__WORK REQUEST__. In how many lines of these records does the word "standing" appear? Give the number by itself.

Records from a data collection
**********
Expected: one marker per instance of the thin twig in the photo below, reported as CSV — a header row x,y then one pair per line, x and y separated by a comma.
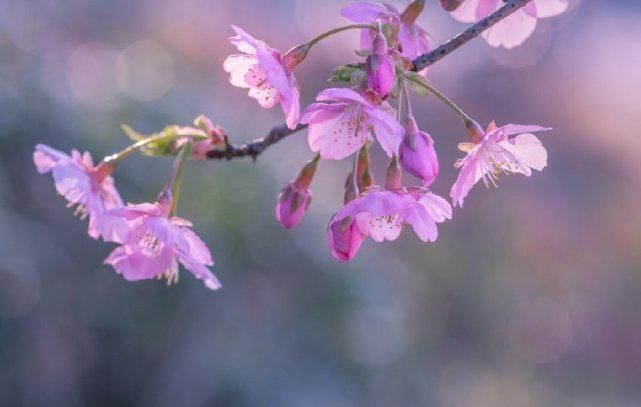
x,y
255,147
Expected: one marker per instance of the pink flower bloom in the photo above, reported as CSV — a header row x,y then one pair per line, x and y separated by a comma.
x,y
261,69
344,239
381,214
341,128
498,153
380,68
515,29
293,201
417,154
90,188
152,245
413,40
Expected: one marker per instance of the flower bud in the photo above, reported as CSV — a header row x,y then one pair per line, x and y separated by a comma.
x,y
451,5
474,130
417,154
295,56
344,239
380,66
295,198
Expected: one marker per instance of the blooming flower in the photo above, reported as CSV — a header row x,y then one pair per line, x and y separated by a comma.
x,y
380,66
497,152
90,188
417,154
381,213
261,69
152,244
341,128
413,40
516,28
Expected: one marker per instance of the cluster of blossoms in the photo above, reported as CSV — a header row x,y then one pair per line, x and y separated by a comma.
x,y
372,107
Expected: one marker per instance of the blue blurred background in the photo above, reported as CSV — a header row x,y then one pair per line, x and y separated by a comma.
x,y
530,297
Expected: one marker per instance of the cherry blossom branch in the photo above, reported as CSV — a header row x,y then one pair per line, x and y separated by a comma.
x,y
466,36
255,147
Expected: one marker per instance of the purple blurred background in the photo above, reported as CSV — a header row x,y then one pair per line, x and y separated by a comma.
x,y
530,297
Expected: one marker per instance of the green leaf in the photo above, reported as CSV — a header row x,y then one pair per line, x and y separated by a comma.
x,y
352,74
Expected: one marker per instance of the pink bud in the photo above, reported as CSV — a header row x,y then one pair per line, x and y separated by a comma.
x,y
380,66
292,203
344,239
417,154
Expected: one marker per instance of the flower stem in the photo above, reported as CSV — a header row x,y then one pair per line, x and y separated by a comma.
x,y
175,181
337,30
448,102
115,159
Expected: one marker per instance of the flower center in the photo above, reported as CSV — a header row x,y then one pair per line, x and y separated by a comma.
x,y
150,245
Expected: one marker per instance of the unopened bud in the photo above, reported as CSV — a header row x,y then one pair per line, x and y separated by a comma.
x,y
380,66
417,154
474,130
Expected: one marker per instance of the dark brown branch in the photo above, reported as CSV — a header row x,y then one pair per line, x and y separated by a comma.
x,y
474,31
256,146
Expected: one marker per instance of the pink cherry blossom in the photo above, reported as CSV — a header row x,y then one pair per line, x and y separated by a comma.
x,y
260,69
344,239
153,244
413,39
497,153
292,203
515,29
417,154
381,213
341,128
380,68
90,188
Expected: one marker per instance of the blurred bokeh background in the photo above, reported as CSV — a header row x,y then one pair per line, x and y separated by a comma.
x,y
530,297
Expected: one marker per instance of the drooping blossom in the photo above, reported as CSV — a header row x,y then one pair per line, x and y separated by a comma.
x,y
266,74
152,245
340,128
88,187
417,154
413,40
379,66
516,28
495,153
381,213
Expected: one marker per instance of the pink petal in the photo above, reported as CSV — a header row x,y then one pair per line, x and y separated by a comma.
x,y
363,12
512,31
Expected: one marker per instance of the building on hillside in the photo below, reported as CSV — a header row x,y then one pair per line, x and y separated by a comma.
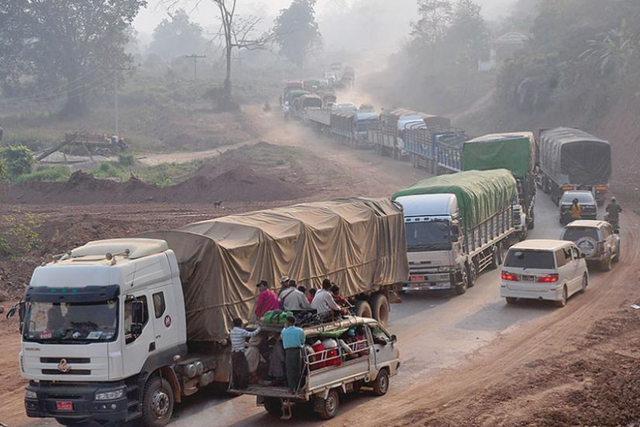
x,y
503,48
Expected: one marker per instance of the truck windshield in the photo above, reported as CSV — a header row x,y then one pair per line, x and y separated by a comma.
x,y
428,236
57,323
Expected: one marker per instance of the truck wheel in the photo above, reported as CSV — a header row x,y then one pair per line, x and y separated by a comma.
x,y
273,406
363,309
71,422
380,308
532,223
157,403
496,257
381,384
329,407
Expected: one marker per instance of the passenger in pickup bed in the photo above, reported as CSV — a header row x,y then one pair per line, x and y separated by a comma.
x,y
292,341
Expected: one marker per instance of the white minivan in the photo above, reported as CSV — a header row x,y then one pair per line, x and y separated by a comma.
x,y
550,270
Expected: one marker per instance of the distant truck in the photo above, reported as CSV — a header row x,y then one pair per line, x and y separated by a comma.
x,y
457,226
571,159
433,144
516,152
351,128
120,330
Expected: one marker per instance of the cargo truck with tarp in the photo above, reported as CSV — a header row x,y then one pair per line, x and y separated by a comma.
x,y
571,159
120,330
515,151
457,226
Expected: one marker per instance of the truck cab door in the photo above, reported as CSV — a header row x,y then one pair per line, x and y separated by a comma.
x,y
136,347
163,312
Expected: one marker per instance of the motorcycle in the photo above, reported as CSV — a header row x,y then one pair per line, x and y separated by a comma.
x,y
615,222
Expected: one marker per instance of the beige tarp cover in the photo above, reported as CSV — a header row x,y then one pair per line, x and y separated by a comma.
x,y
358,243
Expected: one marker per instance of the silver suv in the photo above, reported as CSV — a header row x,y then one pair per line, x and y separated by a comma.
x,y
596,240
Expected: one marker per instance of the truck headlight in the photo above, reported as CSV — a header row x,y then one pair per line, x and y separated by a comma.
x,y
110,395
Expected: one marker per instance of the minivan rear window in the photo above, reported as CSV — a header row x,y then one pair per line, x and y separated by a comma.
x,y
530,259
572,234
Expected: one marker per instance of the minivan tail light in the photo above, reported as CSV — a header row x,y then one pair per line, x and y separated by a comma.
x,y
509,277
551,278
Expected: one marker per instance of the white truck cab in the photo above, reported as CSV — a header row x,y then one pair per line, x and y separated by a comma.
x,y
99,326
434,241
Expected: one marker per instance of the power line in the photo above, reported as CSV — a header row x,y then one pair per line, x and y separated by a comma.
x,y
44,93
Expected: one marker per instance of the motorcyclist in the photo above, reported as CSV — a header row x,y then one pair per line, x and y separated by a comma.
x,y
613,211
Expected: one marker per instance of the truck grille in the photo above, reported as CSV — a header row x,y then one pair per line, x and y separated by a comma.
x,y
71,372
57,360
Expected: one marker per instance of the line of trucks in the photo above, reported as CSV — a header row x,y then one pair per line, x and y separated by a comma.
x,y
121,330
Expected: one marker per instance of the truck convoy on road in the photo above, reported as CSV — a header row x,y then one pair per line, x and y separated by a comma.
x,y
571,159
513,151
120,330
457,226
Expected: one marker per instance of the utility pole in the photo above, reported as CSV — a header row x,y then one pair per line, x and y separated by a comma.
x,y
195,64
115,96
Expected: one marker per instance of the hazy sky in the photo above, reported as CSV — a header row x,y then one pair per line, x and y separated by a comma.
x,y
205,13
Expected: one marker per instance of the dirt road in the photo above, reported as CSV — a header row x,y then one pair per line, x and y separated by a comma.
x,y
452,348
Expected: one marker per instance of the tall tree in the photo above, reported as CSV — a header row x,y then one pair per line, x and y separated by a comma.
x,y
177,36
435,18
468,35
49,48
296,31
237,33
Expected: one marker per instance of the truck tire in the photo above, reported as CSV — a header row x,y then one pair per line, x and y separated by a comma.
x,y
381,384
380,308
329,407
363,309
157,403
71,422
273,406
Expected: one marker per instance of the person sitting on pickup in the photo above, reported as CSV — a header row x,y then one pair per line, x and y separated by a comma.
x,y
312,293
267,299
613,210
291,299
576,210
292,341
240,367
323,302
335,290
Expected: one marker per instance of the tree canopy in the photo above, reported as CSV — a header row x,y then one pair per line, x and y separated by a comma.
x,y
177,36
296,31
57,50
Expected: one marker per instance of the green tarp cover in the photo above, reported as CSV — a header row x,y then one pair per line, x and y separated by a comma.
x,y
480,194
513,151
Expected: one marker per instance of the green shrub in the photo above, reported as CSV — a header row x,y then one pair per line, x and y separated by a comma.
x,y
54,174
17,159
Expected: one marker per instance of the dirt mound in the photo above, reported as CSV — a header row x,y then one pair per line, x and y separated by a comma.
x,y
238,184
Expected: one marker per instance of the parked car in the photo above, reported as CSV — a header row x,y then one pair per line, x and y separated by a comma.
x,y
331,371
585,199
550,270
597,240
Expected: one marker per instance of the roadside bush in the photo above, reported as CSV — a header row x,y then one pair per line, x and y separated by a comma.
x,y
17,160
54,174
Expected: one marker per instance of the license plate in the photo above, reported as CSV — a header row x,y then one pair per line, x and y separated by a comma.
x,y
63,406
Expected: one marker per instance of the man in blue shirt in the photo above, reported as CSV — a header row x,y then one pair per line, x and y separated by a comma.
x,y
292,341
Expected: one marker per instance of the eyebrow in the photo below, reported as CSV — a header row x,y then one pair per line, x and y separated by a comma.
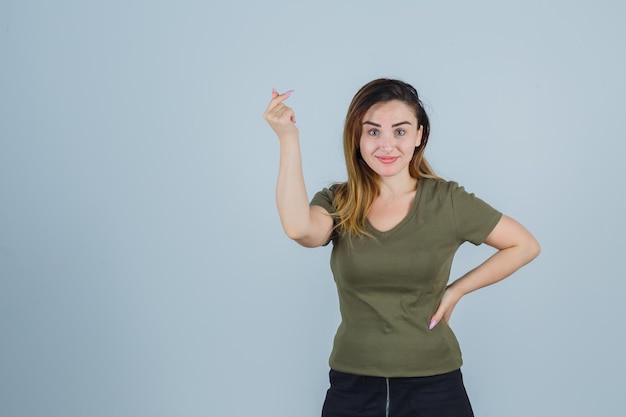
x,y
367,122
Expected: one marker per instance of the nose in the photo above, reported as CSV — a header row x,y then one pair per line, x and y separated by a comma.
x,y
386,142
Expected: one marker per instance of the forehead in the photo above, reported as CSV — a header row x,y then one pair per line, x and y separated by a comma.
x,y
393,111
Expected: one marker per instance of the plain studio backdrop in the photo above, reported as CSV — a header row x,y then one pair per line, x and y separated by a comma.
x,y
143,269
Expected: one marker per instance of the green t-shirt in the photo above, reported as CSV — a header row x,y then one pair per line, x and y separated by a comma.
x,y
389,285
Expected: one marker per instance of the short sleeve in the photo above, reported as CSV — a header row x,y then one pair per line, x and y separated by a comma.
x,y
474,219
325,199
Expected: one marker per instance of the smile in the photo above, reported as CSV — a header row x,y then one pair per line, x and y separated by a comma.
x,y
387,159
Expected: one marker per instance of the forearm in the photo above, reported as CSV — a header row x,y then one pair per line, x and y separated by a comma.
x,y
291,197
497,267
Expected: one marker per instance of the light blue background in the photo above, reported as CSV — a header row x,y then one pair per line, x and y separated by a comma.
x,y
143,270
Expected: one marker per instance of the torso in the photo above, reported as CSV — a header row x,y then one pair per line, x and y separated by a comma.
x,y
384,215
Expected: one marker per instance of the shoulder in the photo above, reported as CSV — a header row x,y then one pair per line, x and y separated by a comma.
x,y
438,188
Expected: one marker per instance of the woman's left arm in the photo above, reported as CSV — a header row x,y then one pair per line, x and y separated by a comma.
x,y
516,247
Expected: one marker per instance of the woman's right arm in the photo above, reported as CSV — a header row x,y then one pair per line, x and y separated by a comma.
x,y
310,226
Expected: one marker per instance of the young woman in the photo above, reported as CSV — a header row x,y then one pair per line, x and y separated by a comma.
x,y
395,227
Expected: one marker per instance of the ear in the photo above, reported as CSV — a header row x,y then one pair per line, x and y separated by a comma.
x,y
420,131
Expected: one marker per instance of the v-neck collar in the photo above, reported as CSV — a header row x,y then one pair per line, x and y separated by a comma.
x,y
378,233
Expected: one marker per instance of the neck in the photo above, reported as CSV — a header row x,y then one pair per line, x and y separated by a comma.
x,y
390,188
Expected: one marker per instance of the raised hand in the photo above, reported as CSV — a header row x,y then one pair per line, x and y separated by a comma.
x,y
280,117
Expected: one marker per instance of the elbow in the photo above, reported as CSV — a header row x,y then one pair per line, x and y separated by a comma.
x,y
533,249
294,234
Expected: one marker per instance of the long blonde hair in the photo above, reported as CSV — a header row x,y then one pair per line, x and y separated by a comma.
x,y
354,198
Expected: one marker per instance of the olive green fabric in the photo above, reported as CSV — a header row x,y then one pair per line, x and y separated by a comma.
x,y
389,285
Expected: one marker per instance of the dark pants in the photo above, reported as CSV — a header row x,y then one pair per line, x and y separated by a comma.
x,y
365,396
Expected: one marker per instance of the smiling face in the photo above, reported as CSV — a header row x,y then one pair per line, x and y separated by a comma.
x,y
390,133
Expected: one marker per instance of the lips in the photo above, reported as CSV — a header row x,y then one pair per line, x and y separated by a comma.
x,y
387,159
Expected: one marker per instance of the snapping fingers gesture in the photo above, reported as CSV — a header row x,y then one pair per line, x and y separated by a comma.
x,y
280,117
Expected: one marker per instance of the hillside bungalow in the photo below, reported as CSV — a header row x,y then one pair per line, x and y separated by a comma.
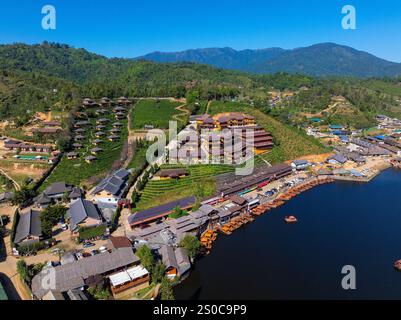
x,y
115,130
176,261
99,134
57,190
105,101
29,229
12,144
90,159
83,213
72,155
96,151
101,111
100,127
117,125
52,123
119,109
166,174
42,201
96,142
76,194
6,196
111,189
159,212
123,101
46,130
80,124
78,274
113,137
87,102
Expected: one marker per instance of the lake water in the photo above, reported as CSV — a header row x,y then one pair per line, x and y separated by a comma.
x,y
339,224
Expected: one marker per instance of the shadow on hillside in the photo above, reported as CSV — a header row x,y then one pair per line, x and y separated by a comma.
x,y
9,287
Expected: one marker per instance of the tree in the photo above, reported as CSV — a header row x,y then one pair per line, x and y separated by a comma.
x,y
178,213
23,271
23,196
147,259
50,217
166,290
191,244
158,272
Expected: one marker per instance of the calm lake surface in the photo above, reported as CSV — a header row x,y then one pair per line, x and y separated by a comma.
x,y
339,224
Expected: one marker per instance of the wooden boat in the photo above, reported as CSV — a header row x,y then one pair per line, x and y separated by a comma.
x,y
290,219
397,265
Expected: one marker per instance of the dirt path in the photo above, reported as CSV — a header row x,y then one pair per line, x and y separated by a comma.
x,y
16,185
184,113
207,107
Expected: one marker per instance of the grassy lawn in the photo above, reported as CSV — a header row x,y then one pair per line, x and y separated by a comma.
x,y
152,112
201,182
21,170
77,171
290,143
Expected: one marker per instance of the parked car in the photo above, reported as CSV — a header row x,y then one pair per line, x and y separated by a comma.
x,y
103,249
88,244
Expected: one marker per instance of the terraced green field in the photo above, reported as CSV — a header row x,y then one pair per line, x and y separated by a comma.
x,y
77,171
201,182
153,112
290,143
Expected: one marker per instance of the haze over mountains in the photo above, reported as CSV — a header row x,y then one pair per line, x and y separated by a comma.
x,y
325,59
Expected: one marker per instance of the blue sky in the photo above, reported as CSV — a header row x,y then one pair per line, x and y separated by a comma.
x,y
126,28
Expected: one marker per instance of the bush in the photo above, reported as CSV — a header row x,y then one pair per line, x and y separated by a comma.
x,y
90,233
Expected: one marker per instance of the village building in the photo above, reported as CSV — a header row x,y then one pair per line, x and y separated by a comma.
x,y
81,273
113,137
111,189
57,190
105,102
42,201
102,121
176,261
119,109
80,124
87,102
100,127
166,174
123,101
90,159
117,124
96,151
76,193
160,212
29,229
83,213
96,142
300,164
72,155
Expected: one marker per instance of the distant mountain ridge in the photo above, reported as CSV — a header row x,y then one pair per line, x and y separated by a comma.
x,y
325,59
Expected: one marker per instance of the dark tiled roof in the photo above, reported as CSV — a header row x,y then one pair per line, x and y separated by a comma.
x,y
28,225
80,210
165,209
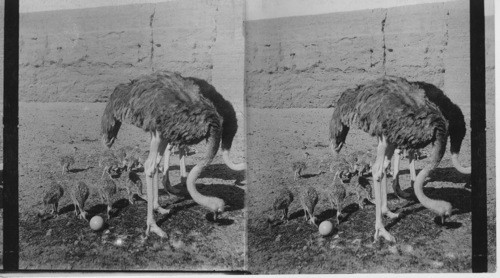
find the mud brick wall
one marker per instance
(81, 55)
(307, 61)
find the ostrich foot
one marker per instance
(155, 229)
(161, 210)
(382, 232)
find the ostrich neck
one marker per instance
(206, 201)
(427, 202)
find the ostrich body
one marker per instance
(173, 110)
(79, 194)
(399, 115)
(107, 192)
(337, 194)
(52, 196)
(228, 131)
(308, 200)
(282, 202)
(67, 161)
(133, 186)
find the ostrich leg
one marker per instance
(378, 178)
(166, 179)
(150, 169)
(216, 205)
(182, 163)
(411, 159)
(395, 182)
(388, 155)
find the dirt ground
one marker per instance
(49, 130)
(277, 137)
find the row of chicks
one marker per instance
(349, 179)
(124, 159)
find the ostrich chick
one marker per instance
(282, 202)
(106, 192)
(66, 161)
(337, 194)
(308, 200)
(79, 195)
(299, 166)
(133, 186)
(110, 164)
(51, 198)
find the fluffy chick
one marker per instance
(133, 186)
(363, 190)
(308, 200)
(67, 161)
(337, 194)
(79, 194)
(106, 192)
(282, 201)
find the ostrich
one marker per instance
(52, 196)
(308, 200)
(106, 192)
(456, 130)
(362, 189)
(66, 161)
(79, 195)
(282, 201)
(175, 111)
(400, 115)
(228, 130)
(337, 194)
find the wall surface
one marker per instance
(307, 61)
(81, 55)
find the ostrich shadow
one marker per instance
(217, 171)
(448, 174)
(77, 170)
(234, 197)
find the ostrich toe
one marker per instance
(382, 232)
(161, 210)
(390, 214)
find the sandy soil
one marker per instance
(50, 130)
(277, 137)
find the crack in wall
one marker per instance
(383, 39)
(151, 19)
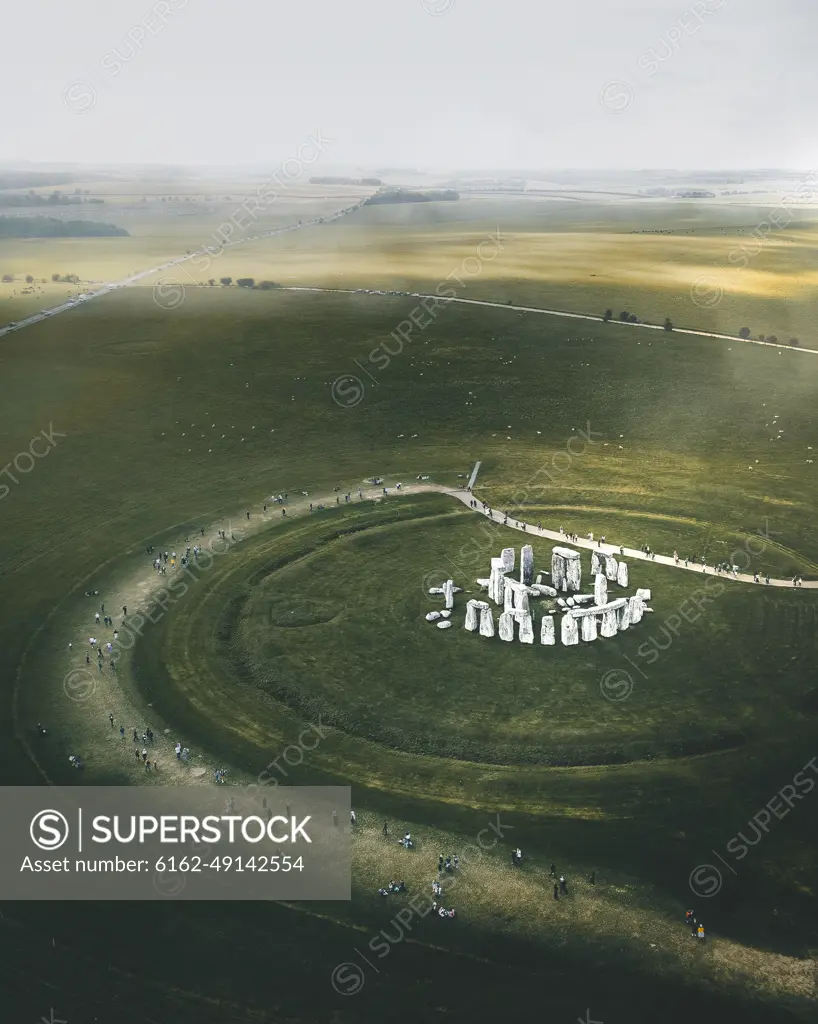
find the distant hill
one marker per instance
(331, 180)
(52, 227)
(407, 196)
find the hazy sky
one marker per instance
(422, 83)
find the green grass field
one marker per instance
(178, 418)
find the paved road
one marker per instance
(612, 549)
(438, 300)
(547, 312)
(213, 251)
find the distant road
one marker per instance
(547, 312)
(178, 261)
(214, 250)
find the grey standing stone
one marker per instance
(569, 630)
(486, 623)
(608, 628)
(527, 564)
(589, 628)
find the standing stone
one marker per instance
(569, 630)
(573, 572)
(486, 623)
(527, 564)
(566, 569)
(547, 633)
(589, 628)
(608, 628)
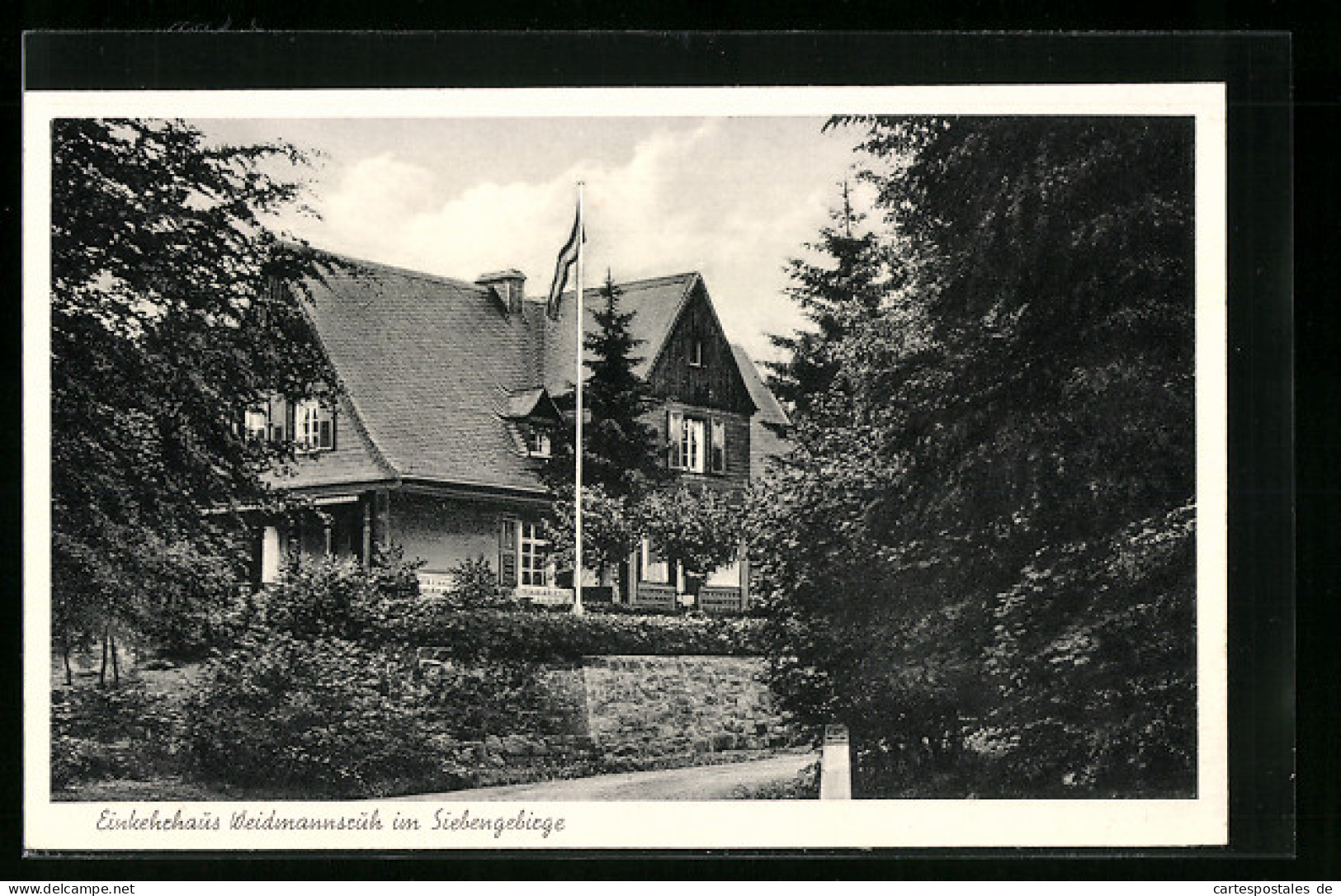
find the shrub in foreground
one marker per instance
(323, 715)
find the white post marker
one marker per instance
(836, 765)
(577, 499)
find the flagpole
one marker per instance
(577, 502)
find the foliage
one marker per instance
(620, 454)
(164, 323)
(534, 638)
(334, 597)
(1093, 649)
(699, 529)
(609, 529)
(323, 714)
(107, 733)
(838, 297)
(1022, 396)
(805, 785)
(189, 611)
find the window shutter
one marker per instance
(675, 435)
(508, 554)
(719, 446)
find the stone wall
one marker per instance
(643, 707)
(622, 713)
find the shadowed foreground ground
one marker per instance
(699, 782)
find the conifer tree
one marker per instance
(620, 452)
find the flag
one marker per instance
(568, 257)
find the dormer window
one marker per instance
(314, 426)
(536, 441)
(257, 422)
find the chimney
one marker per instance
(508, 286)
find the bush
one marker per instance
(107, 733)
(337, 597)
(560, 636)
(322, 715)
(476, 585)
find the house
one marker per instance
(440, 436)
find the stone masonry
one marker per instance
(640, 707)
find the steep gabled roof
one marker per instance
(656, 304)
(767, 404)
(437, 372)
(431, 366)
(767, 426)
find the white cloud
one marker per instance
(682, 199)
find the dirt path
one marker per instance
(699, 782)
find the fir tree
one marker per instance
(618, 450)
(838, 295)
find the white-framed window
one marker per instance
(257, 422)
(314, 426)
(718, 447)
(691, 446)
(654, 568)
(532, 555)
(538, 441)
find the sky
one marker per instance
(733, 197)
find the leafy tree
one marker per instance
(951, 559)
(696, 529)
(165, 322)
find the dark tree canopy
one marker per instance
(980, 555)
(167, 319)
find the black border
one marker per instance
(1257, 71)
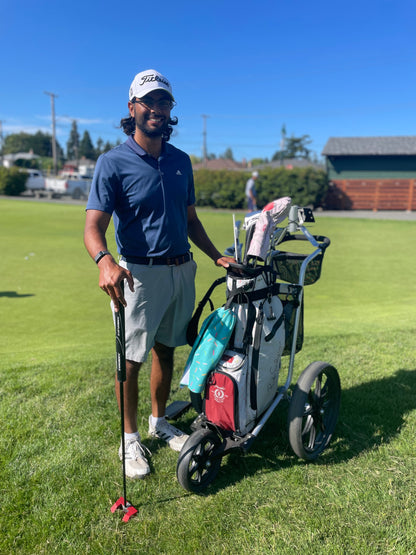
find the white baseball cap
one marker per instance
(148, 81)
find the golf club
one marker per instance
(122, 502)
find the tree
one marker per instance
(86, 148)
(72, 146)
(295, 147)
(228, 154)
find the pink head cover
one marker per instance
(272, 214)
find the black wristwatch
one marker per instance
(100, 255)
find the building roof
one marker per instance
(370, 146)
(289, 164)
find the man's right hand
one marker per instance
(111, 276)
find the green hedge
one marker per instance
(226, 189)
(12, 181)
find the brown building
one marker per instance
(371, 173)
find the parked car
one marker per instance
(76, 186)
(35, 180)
**********
__COMPLETED TASK__. 2